- **Passage**
Gavin Mortimer Gavin Mortimer

A tide of Euroscepticism is sweeping France

French president Emmanuel Macron delivers a speech on Europe (Getty)

Britons should be fearful of Tony Blair’s call to the Labour party to ‘reset’ relations with the EU. The former prime minister has advised Keir Starmer that if he wins the general election he must build a closer political partnership with Brussels. Blair told the Sunday Times this was vital in order for the UK to once more be part of ‘the big political union on our own continent’.

In France, there is a growing suspicion that the EU is on the brink of what Blair, and his Gallic protegee, Emmanuel Macron, have long dreamed of: a United States of Europe.

This is a significant volte-face by the centre-right Le Figaro

In an interview in 2014, Blair was asked why Europeans would want to subjugate the interests of their own nation and their unique cultures for a United Europe. ‘It’s in the individual nation’s interests to come together so that their economies are stronger, so we can trade more with each other and we can wield more power,’ replied Blair.

This week, in France, 50 prominent Eurosceptic intellectuals called for a referendum on the question of greater European integration. Among the signatories to the letter, published in Le Figaro, were philosophers, historians, professors, politicians (past and present) and senior civil servants. They represent the breadth of the political spectrum, from Arnaud Montebourg, minister of the economy in the Socialist government of Francois Hollande, to Nicolas Dupont-Aignan, a friend of Nigel Farage and ally of Marine Le Pen, and the leader of the Sovereigntist party, France Arise.

- **Entries provided**
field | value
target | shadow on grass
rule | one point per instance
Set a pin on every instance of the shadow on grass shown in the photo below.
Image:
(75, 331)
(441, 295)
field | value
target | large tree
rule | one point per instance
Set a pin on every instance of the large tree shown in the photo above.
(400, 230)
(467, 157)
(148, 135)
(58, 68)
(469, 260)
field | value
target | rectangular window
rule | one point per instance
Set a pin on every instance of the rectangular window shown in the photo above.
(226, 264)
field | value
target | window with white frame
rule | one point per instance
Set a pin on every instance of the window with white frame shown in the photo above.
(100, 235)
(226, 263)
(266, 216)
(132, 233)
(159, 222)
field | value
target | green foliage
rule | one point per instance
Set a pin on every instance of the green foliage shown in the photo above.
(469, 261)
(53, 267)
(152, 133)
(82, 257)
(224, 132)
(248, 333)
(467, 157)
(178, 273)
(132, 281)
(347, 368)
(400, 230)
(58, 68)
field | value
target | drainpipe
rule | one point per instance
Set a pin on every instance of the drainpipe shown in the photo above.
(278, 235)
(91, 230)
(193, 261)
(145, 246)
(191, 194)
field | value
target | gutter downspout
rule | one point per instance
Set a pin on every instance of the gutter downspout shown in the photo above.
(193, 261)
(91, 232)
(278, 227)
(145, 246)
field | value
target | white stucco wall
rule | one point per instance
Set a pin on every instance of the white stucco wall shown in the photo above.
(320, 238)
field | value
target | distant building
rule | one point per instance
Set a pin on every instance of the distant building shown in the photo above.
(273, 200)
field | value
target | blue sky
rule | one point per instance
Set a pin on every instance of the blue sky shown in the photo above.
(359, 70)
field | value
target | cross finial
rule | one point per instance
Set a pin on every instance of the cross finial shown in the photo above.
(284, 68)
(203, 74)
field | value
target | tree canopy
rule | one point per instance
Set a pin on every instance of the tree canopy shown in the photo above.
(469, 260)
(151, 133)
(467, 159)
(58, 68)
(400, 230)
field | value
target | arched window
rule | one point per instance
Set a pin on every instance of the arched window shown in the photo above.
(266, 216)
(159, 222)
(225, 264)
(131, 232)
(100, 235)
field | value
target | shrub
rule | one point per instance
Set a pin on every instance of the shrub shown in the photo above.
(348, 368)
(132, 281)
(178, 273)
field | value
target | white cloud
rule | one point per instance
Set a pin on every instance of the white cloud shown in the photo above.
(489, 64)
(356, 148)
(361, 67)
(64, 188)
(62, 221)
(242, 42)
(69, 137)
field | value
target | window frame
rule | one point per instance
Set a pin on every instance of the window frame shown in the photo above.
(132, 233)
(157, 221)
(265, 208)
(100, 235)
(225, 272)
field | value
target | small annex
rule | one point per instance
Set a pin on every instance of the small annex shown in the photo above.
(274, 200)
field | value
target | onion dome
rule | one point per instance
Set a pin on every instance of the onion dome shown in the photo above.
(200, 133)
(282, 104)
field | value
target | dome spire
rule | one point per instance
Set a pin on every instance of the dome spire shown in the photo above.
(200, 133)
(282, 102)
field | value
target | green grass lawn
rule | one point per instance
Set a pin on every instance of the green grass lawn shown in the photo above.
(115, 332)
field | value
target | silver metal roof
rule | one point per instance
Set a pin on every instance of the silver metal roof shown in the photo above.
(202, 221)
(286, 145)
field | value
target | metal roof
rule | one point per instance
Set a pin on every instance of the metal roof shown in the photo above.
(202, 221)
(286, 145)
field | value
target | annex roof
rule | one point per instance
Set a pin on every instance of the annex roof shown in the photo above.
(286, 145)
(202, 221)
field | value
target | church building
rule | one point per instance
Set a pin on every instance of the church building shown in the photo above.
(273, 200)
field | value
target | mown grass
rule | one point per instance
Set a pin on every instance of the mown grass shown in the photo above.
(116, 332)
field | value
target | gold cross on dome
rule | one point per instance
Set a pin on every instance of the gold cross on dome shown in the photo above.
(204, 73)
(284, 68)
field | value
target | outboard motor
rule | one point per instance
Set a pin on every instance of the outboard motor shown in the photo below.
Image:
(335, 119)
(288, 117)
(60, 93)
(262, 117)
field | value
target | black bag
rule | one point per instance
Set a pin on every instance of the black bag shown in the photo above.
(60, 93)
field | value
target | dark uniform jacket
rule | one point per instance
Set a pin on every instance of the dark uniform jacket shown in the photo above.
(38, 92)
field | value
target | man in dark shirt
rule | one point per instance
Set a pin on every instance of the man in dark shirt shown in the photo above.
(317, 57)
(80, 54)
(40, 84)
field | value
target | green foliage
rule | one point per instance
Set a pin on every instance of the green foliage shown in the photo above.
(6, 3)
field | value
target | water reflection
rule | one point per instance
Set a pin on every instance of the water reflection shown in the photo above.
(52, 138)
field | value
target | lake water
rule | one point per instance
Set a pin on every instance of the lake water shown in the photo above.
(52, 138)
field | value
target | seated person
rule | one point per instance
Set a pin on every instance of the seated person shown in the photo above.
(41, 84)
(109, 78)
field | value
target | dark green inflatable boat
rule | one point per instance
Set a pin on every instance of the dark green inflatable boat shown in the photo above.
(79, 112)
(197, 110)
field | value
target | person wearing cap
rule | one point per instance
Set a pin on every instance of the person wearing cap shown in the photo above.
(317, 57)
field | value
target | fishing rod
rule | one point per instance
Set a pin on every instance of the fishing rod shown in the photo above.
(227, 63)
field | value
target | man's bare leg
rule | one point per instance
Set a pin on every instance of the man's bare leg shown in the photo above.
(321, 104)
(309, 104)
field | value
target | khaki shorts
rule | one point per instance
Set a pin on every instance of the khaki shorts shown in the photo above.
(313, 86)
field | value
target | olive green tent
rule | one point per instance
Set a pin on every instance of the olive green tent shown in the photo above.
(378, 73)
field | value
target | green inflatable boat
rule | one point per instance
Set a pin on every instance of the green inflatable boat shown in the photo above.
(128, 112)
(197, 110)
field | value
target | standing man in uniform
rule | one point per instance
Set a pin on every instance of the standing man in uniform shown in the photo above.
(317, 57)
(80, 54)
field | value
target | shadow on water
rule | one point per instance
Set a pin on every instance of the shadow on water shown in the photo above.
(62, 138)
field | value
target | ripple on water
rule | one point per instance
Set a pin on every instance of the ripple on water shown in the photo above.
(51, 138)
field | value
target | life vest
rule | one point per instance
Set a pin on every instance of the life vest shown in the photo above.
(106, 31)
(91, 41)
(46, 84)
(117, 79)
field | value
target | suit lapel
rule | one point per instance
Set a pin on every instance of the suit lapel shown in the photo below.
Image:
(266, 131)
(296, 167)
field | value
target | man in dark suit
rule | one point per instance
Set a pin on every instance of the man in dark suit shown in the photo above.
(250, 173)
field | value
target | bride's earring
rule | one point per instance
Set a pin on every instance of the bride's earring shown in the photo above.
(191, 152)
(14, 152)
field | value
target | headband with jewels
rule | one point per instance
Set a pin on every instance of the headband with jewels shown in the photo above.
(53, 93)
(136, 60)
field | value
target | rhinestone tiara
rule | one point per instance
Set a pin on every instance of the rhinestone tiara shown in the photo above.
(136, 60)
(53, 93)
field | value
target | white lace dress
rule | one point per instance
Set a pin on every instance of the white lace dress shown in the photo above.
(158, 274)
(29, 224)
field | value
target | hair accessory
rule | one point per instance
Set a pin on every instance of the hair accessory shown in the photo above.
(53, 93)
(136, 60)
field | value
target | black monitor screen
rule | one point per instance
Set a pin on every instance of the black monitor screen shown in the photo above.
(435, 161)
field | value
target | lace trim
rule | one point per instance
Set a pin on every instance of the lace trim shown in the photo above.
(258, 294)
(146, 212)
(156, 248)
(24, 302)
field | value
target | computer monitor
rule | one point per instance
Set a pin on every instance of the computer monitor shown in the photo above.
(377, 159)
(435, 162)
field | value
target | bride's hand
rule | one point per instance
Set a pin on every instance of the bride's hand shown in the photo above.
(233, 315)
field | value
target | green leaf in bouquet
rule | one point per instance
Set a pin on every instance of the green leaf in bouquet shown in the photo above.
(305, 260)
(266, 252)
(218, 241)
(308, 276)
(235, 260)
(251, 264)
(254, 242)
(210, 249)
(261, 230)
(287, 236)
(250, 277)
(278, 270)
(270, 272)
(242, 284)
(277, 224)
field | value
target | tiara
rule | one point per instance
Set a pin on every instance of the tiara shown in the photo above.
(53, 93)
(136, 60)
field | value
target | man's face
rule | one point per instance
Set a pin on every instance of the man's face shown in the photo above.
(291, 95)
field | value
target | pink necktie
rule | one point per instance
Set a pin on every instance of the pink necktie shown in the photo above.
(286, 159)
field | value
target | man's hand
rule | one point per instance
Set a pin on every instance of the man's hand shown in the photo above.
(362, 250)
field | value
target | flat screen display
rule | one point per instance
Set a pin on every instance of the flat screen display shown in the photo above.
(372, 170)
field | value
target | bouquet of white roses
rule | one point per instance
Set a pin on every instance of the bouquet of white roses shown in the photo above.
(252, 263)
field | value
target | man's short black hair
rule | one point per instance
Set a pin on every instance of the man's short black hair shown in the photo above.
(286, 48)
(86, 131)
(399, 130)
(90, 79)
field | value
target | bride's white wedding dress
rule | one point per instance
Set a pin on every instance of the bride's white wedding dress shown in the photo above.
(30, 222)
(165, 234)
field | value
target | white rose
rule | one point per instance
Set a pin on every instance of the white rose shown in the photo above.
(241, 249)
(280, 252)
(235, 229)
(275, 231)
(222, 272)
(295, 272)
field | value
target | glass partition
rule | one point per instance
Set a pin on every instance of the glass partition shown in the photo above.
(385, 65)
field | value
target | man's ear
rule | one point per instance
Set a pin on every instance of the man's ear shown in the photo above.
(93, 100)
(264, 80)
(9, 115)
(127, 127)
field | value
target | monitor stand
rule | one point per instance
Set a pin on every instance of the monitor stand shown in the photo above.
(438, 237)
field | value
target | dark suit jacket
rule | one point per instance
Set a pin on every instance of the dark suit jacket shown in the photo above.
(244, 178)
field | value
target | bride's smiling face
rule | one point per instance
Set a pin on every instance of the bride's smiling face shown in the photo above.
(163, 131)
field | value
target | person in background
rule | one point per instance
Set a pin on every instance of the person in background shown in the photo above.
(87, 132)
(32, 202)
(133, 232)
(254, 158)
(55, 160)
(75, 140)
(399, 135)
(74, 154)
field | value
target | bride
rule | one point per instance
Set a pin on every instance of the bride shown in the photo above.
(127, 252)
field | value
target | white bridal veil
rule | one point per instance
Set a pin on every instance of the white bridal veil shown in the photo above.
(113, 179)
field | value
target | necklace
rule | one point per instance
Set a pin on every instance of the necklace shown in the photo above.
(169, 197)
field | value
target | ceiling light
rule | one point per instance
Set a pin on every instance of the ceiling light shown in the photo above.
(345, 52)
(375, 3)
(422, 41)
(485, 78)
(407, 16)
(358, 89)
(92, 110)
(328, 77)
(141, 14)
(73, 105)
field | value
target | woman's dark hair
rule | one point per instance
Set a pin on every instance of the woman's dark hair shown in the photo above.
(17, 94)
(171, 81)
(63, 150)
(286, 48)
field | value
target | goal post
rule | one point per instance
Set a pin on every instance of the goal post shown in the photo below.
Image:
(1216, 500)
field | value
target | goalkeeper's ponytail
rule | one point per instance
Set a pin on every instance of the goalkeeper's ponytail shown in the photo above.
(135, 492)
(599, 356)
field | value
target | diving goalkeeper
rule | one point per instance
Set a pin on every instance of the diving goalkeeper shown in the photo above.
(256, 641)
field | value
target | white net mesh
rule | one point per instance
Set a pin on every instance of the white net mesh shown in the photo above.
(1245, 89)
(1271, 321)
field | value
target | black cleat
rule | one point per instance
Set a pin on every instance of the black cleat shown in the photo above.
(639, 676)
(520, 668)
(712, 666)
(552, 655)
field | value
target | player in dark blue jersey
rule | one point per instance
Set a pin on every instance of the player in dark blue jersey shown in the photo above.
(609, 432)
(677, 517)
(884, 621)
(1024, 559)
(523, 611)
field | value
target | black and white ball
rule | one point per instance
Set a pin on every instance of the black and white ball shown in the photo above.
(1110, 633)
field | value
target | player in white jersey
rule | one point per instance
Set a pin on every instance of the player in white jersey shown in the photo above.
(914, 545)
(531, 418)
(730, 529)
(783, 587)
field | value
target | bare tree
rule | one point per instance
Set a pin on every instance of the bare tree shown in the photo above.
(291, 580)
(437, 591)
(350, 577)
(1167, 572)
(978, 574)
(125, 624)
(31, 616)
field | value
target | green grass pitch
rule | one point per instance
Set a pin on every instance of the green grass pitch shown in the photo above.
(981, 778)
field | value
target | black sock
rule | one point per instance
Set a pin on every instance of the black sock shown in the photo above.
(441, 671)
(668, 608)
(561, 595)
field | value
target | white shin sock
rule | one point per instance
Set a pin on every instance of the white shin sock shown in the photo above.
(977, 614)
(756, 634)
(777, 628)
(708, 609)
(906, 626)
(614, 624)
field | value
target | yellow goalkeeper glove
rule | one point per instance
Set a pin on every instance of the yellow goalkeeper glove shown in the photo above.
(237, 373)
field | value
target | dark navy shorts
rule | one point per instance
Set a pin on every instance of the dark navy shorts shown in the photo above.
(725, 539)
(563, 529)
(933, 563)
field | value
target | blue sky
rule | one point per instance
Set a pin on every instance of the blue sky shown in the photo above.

- **Directions for this task**
Return the part of the article on Euroscepticism in France starting with "In France, there" and going on through "power,’ replied Blair.", copied word for word. Rely only on the article on Euroscepticism in France.

- **Result for this task**
In France, there is a growing suspicion that the EU is on the brink of what Blair, and his Gallic protegee, Emmanuel Macron, have long dreamed of: a United States of Europe.

This is a significant volte-face by the centre-right Le Figaro

In an interview in 2014, Blair was asked why Europeans would want to subjugate the interests of their own nation and their unique cultures for a United Europe. ‘It’s in the individual nation’s interests to come together so that their economies are stronger, so we can trade more with each other and we can wield more power,’ replied Blair.